== Segment start ==
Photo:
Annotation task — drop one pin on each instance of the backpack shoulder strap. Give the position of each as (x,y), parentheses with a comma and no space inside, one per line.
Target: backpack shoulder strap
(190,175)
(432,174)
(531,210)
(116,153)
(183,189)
== Segment end ==
• **PROBLEM DETAILS**
Only the lines from the one with "Annotation task —" through the final line above belong in the answer, each reproduced word for word.

• **ANSWER TO THE EXERCISE**
Annotation task — drop one pin on each instance of the backpack shoulder strap. Give the position of each as (x,y), parentheses with a comma and no space inside, one per line.
Target: backpack shoulder strap
(190,175)
(432,174)
(531,210)
(116,153)
(183,189)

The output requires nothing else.